[Saved items]

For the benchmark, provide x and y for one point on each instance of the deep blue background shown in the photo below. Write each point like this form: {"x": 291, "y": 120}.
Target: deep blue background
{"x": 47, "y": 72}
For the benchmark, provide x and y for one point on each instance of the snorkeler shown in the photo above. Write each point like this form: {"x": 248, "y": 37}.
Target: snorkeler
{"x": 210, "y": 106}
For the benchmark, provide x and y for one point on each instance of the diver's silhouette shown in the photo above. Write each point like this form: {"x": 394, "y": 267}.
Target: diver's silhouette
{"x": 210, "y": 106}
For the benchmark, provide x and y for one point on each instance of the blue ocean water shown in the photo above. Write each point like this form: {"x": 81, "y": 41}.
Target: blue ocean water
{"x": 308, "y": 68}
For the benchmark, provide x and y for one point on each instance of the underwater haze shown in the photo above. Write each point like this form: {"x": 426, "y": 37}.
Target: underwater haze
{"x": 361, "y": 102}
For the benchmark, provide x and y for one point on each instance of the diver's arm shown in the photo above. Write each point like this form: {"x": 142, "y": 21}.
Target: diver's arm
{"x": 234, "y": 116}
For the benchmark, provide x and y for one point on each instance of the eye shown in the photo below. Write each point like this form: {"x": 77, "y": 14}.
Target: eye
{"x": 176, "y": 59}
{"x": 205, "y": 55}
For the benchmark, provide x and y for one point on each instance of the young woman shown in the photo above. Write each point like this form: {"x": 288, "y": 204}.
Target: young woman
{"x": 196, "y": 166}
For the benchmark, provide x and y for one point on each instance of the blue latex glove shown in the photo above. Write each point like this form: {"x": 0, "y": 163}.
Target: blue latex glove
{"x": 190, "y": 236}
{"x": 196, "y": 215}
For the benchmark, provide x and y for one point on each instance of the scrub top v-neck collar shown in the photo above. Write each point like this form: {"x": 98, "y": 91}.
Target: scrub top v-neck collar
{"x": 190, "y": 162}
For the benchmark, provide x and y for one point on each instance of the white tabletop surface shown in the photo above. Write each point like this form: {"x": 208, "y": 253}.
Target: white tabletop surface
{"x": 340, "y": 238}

- **The request**
Repeat the entries word for word, starting with the line that contains "of the white" and going on through the final line of the entries.

- **Finished answer**
For the benchmark, provide x and y for one point on each instance of the white tabletop surface shown in the photo above. Write each point like this form: {"x": 208, "y": 253}.
Target: white tabletop surface
{"x": 340, "y": 238}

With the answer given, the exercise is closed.